# Exercise prompt
Reproduce the listing word for word, leaving every picture behind.

# Data extract
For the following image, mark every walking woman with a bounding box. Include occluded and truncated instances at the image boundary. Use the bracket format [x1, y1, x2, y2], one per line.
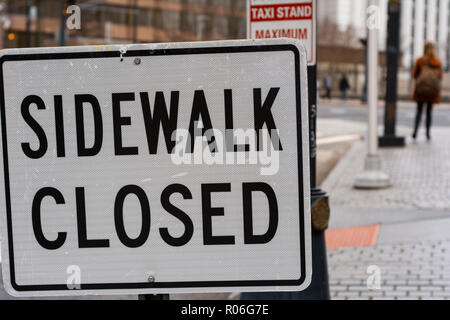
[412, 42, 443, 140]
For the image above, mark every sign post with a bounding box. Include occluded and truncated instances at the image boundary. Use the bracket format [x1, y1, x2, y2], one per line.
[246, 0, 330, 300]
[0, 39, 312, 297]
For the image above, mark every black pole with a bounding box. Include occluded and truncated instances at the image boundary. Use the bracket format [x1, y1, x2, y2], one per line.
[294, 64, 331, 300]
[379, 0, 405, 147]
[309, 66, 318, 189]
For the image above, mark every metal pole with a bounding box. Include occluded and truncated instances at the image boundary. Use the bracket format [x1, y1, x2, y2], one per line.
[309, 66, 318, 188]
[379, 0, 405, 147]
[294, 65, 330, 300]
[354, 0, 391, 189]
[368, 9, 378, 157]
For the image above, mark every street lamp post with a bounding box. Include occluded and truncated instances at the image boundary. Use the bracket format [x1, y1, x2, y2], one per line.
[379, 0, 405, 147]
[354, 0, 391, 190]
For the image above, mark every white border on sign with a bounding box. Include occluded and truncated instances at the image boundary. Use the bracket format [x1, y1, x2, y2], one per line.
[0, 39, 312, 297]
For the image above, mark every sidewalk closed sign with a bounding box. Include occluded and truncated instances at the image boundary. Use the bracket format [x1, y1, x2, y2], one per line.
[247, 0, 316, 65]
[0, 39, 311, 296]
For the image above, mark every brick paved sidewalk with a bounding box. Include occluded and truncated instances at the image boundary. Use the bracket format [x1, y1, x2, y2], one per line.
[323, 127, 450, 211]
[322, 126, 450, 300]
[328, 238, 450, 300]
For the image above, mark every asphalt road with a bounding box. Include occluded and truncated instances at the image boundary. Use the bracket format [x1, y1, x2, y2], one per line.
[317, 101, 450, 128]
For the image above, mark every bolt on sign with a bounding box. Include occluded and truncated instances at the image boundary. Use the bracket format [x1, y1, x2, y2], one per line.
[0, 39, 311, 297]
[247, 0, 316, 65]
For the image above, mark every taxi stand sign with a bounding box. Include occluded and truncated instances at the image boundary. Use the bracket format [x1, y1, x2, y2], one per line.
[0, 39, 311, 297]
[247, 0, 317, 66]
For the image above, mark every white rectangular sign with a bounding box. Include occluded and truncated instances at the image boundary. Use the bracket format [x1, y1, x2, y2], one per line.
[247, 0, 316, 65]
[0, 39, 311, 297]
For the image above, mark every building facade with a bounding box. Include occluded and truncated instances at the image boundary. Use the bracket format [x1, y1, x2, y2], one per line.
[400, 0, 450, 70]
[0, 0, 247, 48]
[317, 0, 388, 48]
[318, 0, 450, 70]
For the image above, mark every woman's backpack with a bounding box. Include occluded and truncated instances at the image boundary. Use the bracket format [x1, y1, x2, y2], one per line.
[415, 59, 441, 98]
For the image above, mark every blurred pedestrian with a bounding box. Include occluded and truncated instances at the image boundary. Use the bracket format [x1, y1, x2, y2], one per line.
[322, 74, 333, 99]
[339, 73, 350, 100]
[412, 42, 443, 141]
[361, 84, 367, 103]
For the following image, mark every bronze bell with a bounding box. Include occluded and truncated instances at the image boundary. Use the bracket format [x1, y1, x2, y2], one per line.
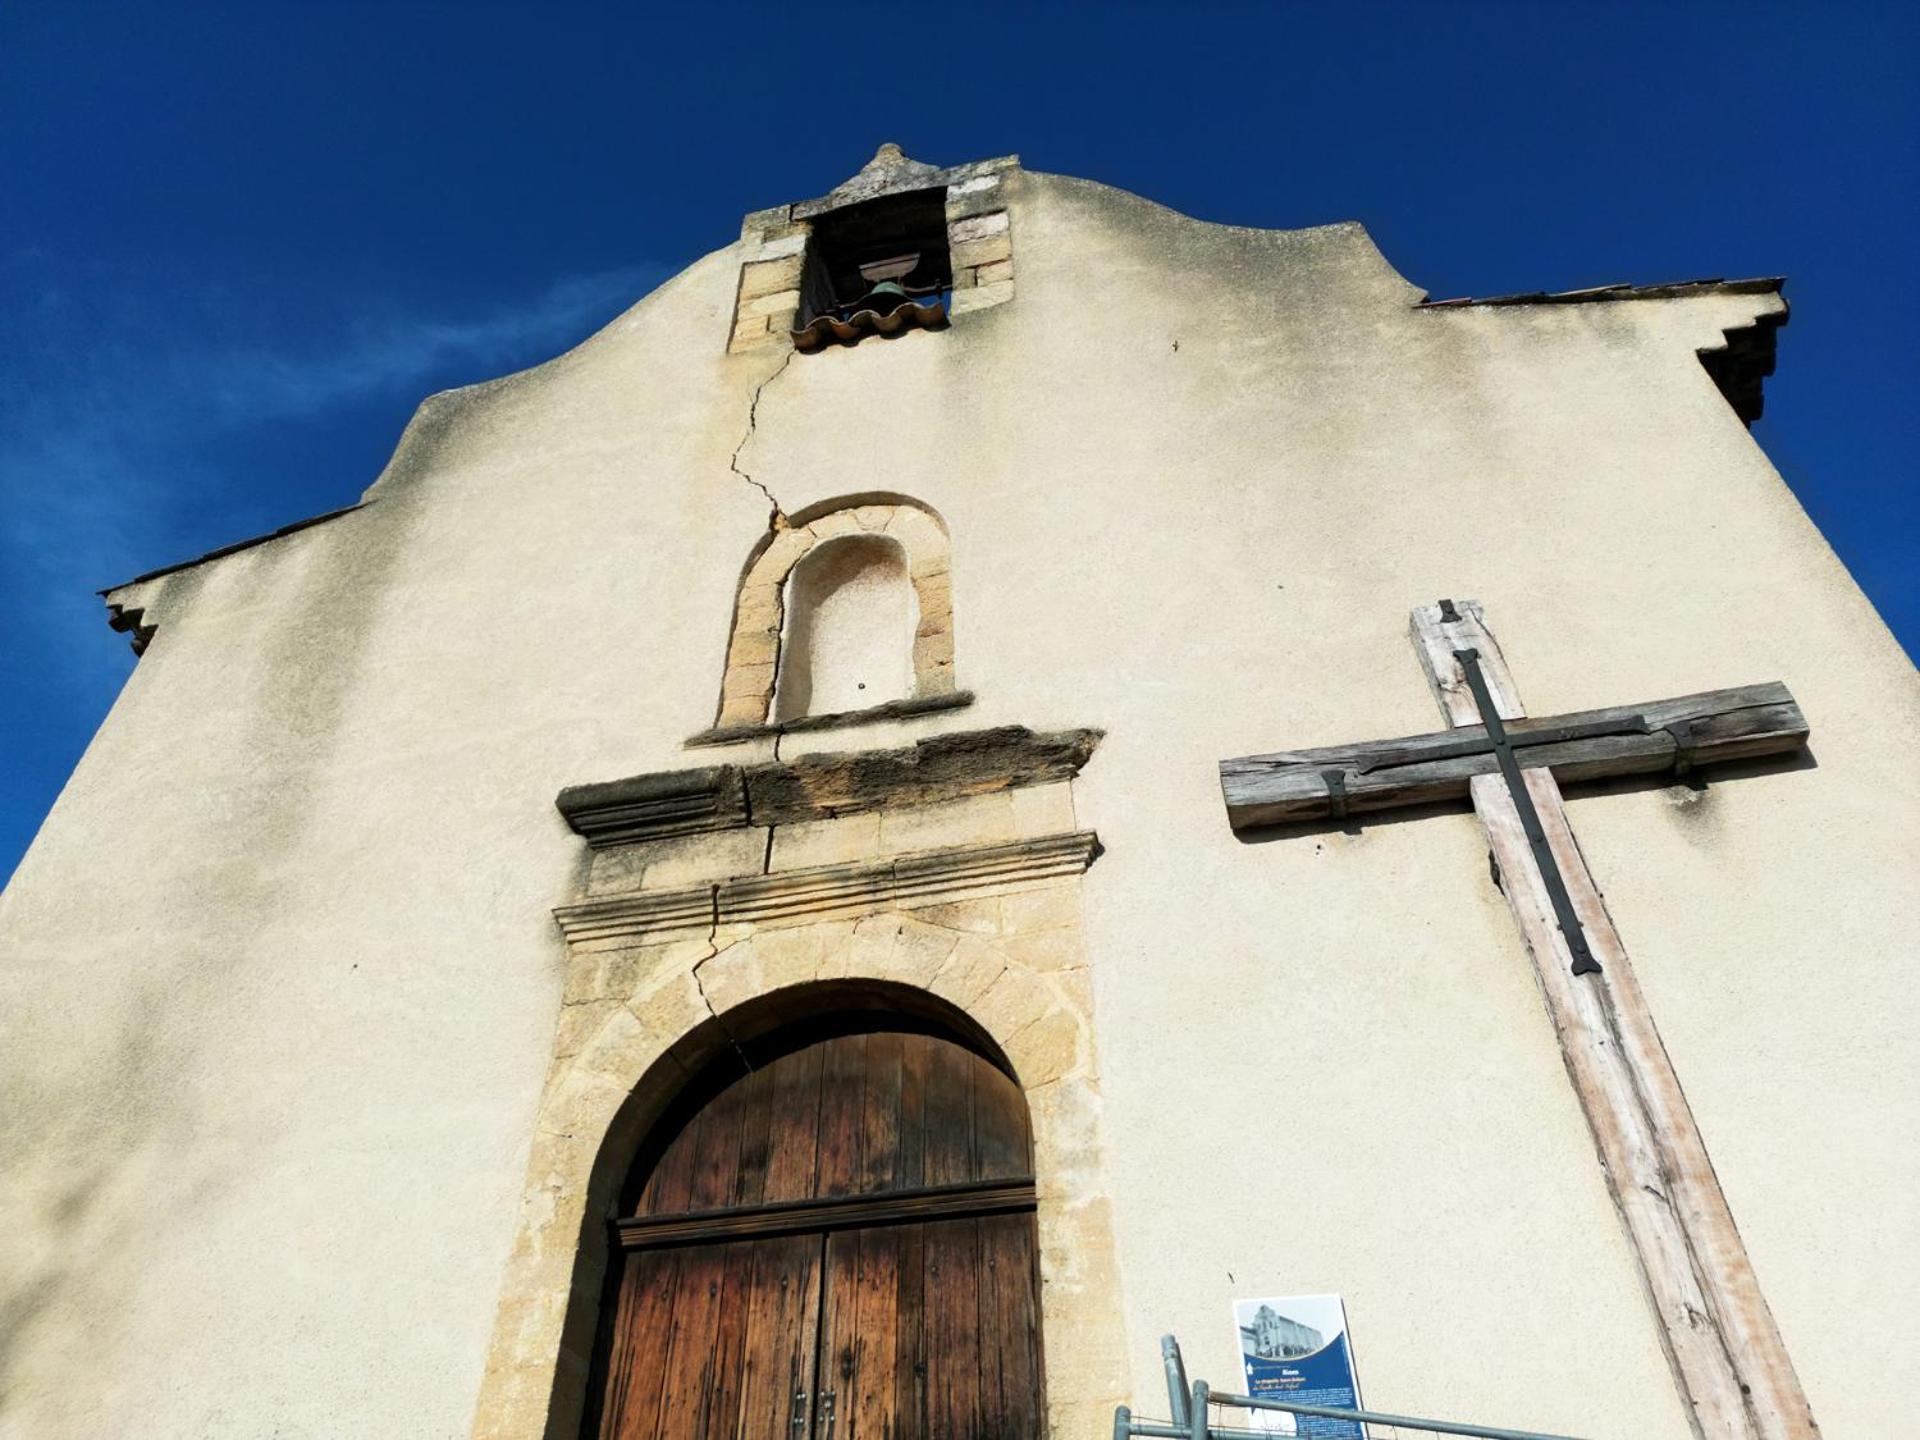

# Output below
For the following image, mark every walking woman with a bounding box. Include occluded and truncated instances at the image boundary. Use the bracket format [x1, y1, x2, y2], one per line.
[412, 42, 443, 140]
For the image above, mark every sign post with a bounding box. Include occluded and truncated instances at the image boundary. Use the bracket format [x1, y1, x2, y2], one per line.
[246, 0, 330, 300]
[0, 39, 312, 297]
For the image above, mark every black pole with a bounding box. Include occluded and truncated instances at the image boundary. Use the bracket format [x1, y1, x2, y2], one per line.
[294, 64, 331, 300]
[379, 0, 405, 147]
[309, 66, 318, 189]
For the image above, mark every metal pole with a bounding box. Include occluded and truncated instances at the image boundary. Use the bracket format [x1, y1, x2, y2], one per line.
[309, 66, 318, 188]
[379, 0, 405, 147]
[294, 65, 330, 300]
[354, 0, 391, 189]
[368, 9, 378, 157]
For the image above, mark every street lamp post with a bounding box. Include occluded and truncated instances at the image boundary. Use the bracket format [x1, y1, x2, y2], one per line.
[379, 0, 405, 147]
[354, 0, 391, 190]
For the image above, mark every white border on sign with a bounding box. Include occluded and truncated instances at the image boundary. Use the bracket format [x1, y1, x2, y2], one per line.
[0, 39, 312, 297]
For the image above, mark every sidewalk closed sign with a bounding box. Include occluded and truncated instances at the image boundary. Use the bracket format [x1, y1, x2, y2], one per line.
[247, 0, 316, 65]
[0, 39, 311, 296]
For the image above, mark every brick paved sidewalk with a bounding box. Include occluded and truncated instances at the image boundary. Use the bracket format [x1, y1, x2, y2], one per line.
[323, 127, 450, 211]
[322, 126, 450, 300]
[328, 238, 450, 300]
For the image above, mark every asphalt road with a bounding box. Include occluded and truncated instances at the image boundary. Use the bracket format [x1, y1, x2, y2], one per line.
[317, 101, 450, 128]
For the image above, mark every bolt on sign with a bounding box. Include occluded and truncated instances at the image boundary. Use the bracket format [x1, y1, x2, y2], one per line.
[0, 39, 311, 297]
[247, 0, 316, 65]
For the image above, mark every taxi stand sign with a bounding box. Include occluded and truncated instances at the image boundary. Use the bracket format [x1, y1, x2, y2], one per line.
[0, 39, 311, 297]
[247, 0, 317, 66]
For the image above, mark every white rectangular sign with a bounding box. Include occluded and truncated instances at the image boundary. Use the bracket format [x1, y1, x2, y2], one per line.
[247, 0, 316, 65]
[0, 39, 311, 297]
For the image above, mark every building facade with a bounding box. Include occluded and truncated instances at the image boundary. Use the bracket format [x1, y1, x2, y2], one per line.
[400, 0, 450, 70]
[0, 0, 247, 48]
[317, 0, 388, 48]
[318, 0, 450, 70]
For the image above, mark every woman's backpack with a bounding box. Include occluded and truncated instances at the image boundary. Use the bracket format [x1, y1, x2, y2], one per line.
[415, 59, 441, 98]
For the image above, mark every blurred pedestrian with a bounding box. Include occluded and truncated instances at the image boundary. Use the bracket format [x1, y1, x2, y2], one per line.
[322, 74, 333, 99]
[339, 73, 350, 100]
[412, 42, 443, 141]
[361, 84, 367, 103]
For the following image, mark every bronze bell with a bounding box. Include occluded and truncated instances at the image boundary. Use the bracket format [x1, y1, x2, y2], one per line.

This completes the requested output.